## Aim of the task
Where an entry contains an image, skip the image and print the rest exactly.

## Data supplied
--*--
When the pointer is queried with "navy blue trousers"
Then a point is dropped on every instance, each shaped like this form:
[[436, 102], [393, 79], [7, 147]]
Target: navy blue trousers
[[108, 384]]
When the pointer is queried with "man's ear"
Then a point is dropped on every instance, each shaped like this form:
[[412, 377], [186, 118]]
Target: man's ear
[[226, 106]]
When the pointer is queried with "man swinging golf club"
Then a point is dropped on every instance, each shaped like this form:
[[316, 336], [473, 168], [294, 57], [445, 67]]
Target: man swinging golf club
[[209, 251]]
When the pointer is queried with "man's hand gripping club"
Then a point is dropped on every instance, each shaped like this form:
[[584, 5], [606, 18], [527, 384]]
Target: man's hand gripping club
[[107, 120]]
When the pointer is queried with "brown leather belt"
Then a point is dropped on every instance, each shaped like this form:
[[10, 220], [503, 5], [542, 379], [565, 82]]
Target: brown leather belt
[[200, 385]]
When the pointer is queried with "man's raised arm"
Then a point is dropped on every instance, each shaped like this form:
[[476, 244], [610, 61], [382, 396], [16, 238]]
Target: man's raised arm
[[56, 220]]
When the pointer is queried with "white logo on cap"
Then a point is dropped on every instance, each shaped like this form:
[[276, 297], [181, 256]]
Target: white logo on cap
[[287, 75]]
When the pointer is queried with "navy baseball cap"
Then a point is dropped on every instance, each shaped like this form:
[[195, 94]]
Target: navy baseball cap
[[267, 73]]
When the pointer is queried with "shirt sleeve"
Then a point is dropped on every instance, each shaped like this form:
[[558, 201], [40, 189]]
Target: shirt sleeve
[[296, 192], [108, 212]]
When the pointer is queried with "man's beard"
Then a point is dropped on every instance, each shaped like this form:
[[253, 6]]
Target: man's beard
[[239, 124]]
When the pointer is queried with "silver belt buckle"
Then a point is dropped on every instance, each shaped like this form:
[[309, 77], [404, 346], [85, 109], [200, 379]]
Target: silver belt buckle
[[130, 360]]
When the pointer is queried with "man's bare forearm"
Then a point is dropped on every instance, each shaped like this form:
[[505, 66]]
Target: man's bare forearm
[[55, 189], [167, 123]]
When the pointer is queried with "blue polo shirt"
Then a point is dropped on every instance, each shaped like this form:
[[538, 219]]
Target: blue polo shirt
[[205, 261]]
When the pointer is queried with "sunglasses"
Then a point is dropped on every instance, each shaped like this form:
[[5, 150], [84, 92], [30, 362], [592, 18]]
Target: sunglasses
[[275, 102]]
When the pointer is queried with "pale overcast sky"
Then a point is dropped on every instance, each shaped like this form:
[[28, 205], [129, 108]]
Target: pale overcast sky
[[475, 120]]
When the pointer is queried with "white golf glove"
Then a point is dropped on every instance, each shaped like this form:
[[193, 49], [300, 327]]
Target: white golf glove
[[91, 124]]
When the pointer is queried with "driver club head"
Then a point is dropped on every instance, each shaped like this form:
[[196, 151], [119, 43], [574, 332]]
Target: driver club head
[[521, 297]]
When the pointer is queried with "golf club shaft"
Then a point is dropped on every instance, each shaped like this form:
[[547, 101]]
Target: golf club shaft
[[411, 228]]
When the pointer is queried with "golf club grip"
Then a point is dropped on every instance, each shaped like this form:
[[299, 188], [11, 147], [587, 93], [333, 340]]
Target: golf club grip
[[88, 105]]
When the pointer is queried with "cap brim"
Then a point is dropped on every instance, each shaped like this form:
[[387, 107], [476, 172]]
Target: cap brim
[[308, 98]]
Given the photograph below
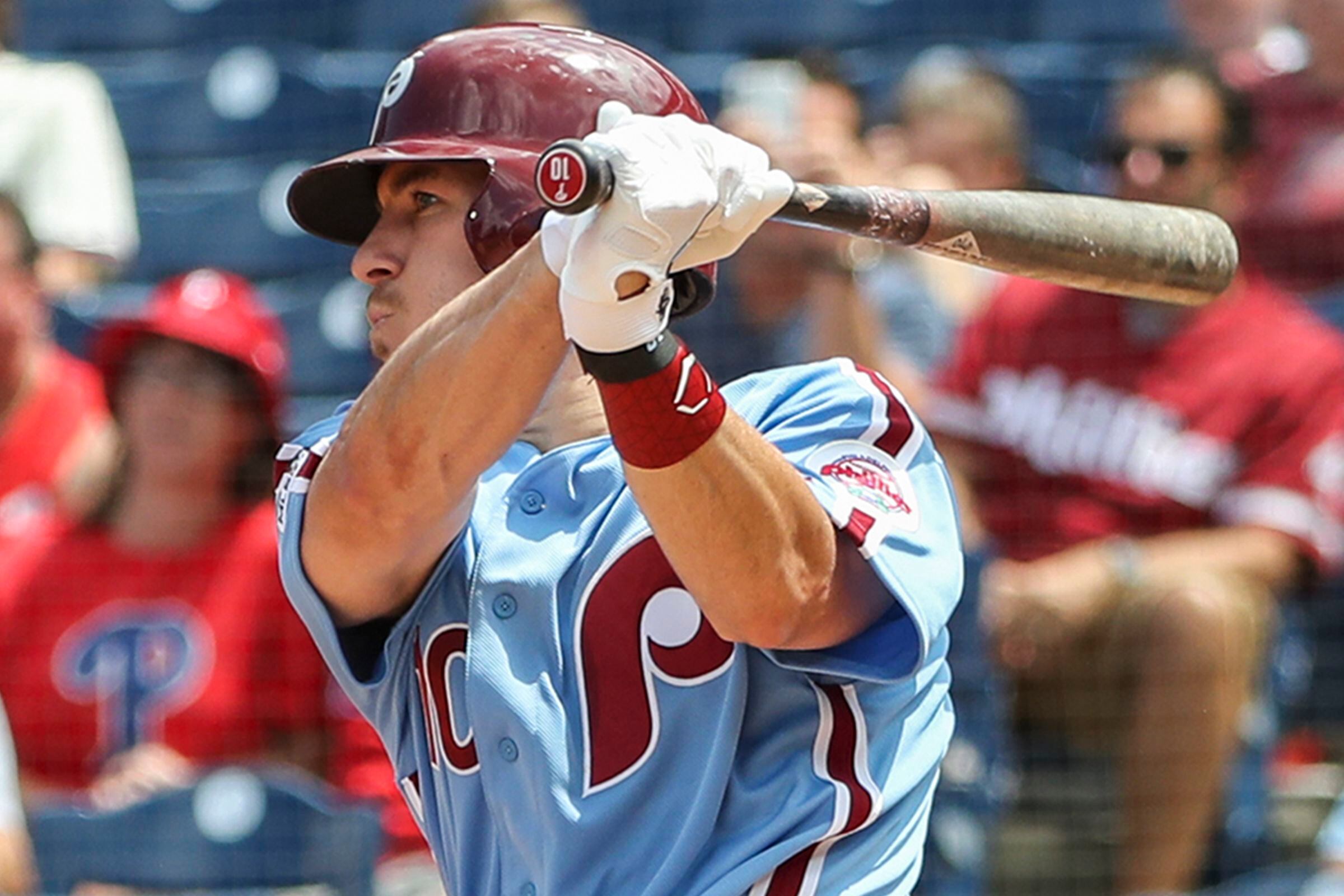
--*--
## Task output
When the pointer is queried with "navy blue trousers"
Then a point is dropped on every instance, each shaped like this form:
[[436, 102], [393, 79], [7, 147]]
Target: navy blue trousers
[[108, 384]]
When the pointer is queried with "man's ear"
Then a point is dropped on every instance, each shaped like this form:
[[412, 377], [186, 118]]
Target: man's ear
[[226, 106]]
When the pointer is queried with "man swinging golf club"
Then a point is dropped on every instance, each shaped like this form:
[[316, 336], [473, 168], [294, 57], [445, 67]]
Target: man swinging golf club
[[209, 251]]
When the pointer is queried with "man's hand gripping club"
Then a point is dropped on every instance, each shaped like this form:
[[584, 5], [606, 18], [527, 384]]
Target: man's hand gripping club
[[107, 120]]
When the pointer is queried with "brown leather belt"
Then a point is dropped on every instance, each shaped like this form:
[[10, 220], [503, 5], [542, 379], [565, 82]]
Target: brown leather belt
[[200, 385]]
When the pointer is queried with "man's raised arm"
Then a point is dropped on every instance, each shaped like this form:
[[476, 244], [610, 61], [382, 396], [16, 238]]
Target: man's raised arm
[[56, 220]]
When the pointer is queried with "white logo on cap"
Then a point is dropped on every instance, each shaped like this form:
[[276, 297], [181, 256]]
Target: white logo on cap
[[287, 75]]
When the pointer is queried with "navy baseball cap"
Then a point is dropped on every instance, each shaped like this form:
[[195, 94]]
Target: navy baseball cap
[[267, 73]]
When the pointer is queried with "shirt sleeve"
Then a point is dropped on every instance, each shaped like this form:
[[558, 201], [40, 189]]
Target: shirt sleeve
[[296, 192], [108, 212]]
When the pointer is queried with "man's beard"
Then a point is dropped on every instance, each shaped like this form:
[[253, 6]]
Target: man's beard
[[239, 124]]
When the pointer is queried with "silver belt buckle"
Then a point is dropped on every instance, each shaped like this form:
[[309, 77], [404, 346], [85, 109], [200, 379]]
Target: silver belt buckle
[[130, 360]]
When the pointer is queried with "man's bare forearm"
Then a point is dropped on every instance, each shaped like this form:
[[505, 66]]
Target: man's bare forearm
[[55, 189], [167, 123]]
When the pointer is queried with "blue polo shirt"
Then a point is dropped on every instance, each shaped like this form:
[[538, 219]]
Target: blue polo shirt
[[205, 261]]
When the pointer is queried with "sunglasses"
Then a point is dropped on every instance, each shaped like this form:
[[5, 150], [84, 92], [30, 362], [592, 18]]
Target: sunglasses
[[275, 102]]
When the pointer is queried with "pale overcast sky"
Then a point is dropped on every instance, each shaped like this form:
[[28, 205], [129, 108]]
Target: pale overcast sky
[[475, 120]]
When the pointer is queried with "white golf glove"
Then a point is dropped on every instance, each shaped like this form:
[[193, 49], [300, 327]]
Target: white golf glove
[[91, 124]]
When the pointer is queried with "driver club head"
Then a point is dropped on every instance, each shaped like this form:
[[196, 151], [119, 43], [574, 332]]
Target: driver club head
[[521, 297]]
When the pointer is queried with "golf club shaft"
Then a point is dropped on every instance, each shaped like this form:
[[547, 101]]
Target: golf club shaft
[[411, 228]]
When the pointer is queried with "golf club grip"
Then a point is dropped on every instance, each shaped like this form:
[[299, 188], [11, 147], [587, 93], [333, 340]]
Target: golf club grip
[[88, 105]]
When the pointer is queried with "cap brim"
Then a point is dropped on every instance, each shaped like this form:
[[387, 107], [476, 172]]
Target: cap brim
[[308, 98]]
Given the photograph below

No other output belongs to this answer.